- Problem
When responding, copy every record below exactly as it appears.

- Material provided
================================

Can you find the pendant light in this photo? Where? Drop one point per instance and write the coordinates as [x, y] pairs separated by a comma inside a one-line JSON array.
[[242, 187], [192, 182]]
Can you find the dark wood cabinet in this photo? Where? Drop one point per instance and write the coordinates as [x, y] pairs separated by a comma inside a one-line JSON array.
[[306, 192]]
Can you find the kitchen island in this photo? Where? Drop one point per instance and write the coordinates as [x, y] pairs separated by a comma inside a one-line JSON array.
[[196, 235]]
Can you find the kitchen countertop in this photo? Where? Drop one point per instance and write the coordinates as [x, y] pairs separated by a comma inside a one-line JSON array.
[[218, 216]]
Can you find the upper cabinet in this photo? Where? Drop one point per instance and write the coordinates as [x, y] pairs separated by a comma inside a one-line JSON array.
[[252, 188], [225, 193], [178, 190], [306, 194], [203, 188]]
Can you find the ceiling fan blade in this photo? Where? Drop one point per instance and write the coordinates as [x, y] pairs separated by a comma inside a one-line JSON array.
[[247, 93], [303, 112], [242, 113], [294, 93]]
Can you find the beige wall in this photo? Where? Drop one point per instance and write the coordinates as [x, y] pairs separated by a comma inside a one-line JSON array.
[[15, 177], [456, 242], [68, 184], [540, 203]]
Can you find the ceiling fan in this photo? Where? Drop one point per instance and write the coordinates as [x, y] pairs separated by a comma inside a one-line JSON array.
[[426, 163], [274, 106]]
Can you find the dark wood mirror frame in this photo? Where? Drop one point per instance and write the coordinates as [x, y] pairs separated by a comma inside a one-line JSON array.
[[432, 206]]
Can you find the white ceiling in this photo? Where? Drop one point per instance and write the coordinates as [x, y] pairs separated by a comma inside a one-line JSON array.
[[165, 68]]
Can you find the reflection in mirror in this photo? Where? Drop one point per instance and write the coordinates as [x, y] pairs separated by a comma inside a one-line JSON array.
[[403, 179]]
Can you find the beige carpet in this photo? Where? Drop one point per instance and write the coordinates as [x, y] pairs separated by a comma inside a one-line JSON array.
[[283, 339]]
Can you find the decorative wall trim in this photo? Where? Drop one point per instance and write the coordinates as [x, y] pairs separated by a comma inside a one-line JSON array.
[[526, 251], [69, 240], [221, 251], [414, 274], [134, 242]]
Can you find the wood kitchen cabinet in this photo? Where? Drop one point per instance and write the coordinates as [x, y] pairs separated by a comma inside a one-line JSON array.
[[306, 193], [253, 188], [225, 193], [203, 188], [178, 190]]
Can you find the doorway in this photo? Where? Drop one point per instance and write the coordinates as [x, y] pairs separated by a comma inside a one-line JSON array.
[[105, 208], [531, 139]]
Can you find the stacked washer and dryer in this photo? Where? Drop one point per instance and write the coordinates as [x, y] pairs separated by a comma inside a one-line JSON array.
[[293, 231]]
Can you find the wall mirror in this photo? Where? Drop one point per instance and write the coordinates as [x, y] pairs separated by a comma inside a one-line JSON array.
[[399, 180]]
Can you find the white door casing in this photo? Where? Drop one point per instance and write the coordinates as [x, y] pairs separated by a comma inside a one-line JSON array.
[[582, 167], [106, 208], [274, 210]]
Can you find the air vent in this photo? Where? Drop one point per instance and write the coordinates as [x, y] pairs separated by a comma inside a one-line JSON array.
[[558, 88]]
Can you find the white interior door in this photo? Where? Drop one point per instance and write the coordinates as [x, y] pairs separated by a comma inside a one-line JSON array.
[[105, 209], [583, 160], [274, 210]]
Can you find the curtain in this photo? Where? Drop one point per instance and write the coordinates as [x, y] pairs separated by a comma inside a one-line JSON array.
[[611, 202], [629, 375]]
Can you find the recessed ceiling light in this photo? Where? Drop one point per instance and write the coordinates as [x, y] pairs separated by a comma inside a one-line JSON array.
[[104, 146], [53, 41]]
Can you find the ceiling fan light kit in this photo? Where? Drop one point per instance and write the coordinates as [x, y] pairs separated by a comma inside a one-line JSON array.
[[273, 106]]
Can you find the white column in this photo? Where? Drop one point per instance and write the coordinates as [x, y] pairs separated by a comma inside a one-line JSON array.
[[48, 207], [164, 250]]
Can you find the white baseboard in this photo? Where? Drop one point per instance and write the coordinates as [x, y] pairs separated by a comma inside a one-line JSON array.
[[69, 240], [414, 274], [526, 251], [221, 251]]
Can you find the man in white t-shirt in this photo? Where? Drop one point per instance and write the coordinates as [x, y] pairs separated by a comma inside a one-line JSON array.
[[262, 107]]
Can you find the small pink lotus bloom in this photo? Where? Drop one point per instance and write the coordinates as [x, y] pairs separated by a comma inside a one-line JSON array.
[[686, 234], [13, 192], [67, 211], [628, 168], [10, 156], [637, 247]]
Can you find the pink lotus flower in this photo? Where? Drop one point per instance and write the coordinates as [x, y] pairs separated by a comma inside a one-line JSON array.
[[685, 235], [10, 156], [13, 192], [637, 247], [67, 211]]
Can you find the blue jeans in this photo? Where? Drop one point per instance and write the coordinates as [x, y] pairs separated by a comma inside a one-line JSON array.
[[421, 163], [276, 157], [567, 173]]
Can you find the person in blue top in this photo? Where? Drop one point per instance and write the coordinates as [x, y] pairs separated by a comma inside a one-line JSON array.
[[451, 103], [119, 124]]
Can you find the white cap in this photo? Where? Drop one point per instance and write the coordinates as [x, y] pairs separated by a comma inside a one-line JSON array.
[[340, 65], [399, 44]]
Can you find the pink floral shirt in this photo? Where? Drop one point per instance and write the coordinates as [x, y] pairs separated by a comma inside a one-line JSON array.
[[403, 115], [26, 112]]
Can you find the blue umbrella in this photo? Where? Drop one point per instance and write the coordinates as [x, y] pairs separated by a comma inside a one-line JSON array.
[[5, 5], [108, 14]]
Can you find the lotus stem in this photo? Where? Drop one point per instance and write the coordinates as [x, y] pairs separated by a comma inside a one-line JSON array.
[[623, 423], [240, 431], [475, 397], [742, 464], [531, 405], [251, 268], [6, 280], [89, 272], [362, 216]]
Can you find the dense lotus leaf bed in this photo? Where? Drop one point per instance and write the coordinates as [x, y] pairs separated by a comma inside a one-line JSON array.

================================

- Response to the exercise
Can you find the pendant light in this photo? Where? Drop one point per instance and write the coordinates as [x, y] pairs separated by a comma inside a one-line JSON array.
[[242, 187], [192, 182]]
Can you find the dark wood cabinet in this photo? Where? Drop one point per instance and write the coordinates as [x, y] pairs separated by a comma inside a one-line JSON array.
[[306, 192]]
Can you find the kitchen island in this photo? Where? Drop one point per instance and write the coordinates as [x, y] pairs separated by a comma inside a one-line JSON array.
[[196, 235]]
Can you find the kitchen countertop in this photo? Where? Drop one point per instance and write the coordinates as [x, y] pairs separated by a comma inside a one-line JSON array.
[[218, 216]]
Can you find the upper cabinet in this photo? Where? Drop one point per instance and write the coordinates as [x, y] pairs separated by a comma inside a one-line JSON array.
[[252, 188], [225, 193], [178, 190], [306, 194], [203, 188]]
Can you find the ceiling fan blade in this photo? Where? Drop one point per instance and write the coordinates as [x, y] pairs separated by a comma inside a one-line JSON array.
[[247, 93], [303, 112], [242, 113], [294, 93]]
Can you find the beige wall in this photo? Where? Drop one point per instance and write the coordinates as [x, y] pairs separated by a comma inside a one-line JSON array.
[[15, 177], [456, 242], [68, 184], [540, 203]]
Can you find the ceiling fan in this photo? Where? Drop one point per instance and write the coordinates as [x, y] pairs separated by a comma inside a one-line JSON array.
[[426, 163], [274, 106]]
Can you find the dark wood mirror frame in this photo? Where? Drop one point per instance and write the coordinates as [x, y] pairs separated by a comma inside a one-line JSON array.
[[432, 206]]
Can you find the white ceiling in this photo? Where? Drop one point per instance and write the coordinates as [x, y] pairs separated by a comma inside a one-line JSON array.
[[165, 68]]
Can you find the reflection in mirror in this photo? Where? Drop one point per instance and write the coordinates as [x, y] pairs separated by a comma inside a one-line JSON array.
[[403, 179]]
Can you find the beige carpet in this photo? Where? Drop one point per instance and write the coordinates as [x, y] pairs separated by a comma inside a one-line JSON array.
[[283, 339]]
Can you find the decorative wall trim in this photo? Where? Drop one point per instance and write the coordinates as [x, y] pairs separated by a comma inside a one-line JSON array.
[[526, 251], [69, 240], [221, 251], [414, 274], [134, 242]]
Can you find the wood kitchen cabinet in this photo? Where? Drop one point per instance and write the coordinates as [x, y] pairs separated by a comma inside a one-line JSON array.
[[306, 193], [253, 188], [225, 193], [203, 188], [178, 190]]
Can you find the doorway in this photo? Where? Drop one point per instance and write the coordinates as [x, y] pairs separated by a comma inside a one-line JSON array.
[[105, 208], [531, 139]]
Can you find the stacked washer and dryer in this photo? Where? Drop one point per instance and write the coordinates as [x, y] pairs separated by a comma inside a one-line JSON array.
[[293, 231]]
Can you find the wall mirror in this photo? Where? Drop one point per instance and write the coordinates as [x, y] pairs separated by a comma inside a one-line JSON array.
[[399, 180]]
Can you find the white door casing in this photo? Where? Drop one point per instance and write the coordinates as [x, y] pairs separated by a comma inside a one-line JSON array.
[[582, 167], [106, 208], [274, 210]]
Can you find the air vent in this photo? Where? Drop one point per instance and write the coordinates as [x, y] pairs separated by a comma inside a one-line JSON array.
[[558, 88]]
Can you find the white interior door in this photo? Where? Drop one point per instance and write the coordinates as [x, y] pairs separated by a comma inside a one-line JSON array.
[[105, 209], [583, 160], [274, 210]]
Can you find the curtain in this photo? Where? Drop one point per instance and write the coordinates as [x, y] pairs separated by a comma inside a one-line JSON array.
[[611, 202], [629, 375]]
Can you find the recessed ceiling light in this photo? Where? Drop one point per instance and write the coordinates as [x, y] pairs separated by a comma inside a one-line JSON array.
[[104, 146], [53, 41]]
Can you find the ceiling fan light kit in this photo? Where? Drop one point per instance and write the coordinates as [x, y] pairs separated by a comma inside a one-line JSON array.
[[273, 106]]
Can you find the white column in this photo? Where? Drop one point per instance and write the coordinates as [x, y] pairs separated by a comma inside a one-line JSON array.
[[48, 207], [164, 250]]
Can you find the white baseboard in this photo? Where? Drop one point per instance and write the coordinates as [x, y] pairs separated by a comma inside a one-line JSON array.
[[69, 240], [414, 274], [526, 251], [221, 251]]
Can you find the man in white t-shirt in this photo? Where? Drop one point per instance and write the coordinates as [x, y] pairs separated by a comma inside a one-line JSON array.
[[262, 107]]
Can you find the small pink lotus bloom in this photo? Where? Drop one point per instance and write the coordinates as [x, y] pairs separated by a comma inside a one-line JSON array.
[[686, 234], [13, 192], [67, 211], [628, 168], [10, 156], [637, 247]]
Can you find the pink lotus flower in this photo? Where? Drop one point per instance and write the coordinates as [x, y] pairs separated by a comma inside a one-line JSON array.
[[685, 235], [10, 156], [13, 192], [637, 247], [67, 211]]
Can you find the blue jeans in this photo? Where? Drop one point per instance and write the coordinates as [x, y] pairs separated by a comma inside a one-line JSON array.
[[421, 163], [276, 157], [567, 173]]
Can you find the person in blue top in this photo? Where? Drop one point per instance and write the coordinates as [x, y] pairs separated by a comma inside a one-line JSON array.
[[451, 103], [119, 124]]
Can you find the white cap in this photo? Where? Drop one point per instance and write the coordinates as [x, y] pairs separated by a comma inside a one-line JSON array.
[[340, 65], [399, 44]]
Can you find the pink floral shirt in this photo? Where? Drop one point per instance and write the coordinates as [x, y] pairs separated by a comma inside a one-line JSON array.
[[403, 115], [26, 112]]
Can you find the blue umbrella in this photo? Where? Drop one point per instance and write the coordinates as [x, y] pairs separated by a comma inside a one-line JSON array.
[[5, 5], [108, 14]]
Can you find the lotus stem in this photo? Where? Drop one point per instance and write the coordinates as [x, y] pairs separated by a comma inside a one-line JSON array.
[[623, 423], [240, 431], [475, 397], [742, 464], [531, 405], [251, 268], [6, 280], [89, 272], [362, 216]]
Can you find the dense lotus leaf bed in this photo? Where? Drop one point per instance and write the coordinates as [x, y] pairs separated by a comma inside a one-line JSON array.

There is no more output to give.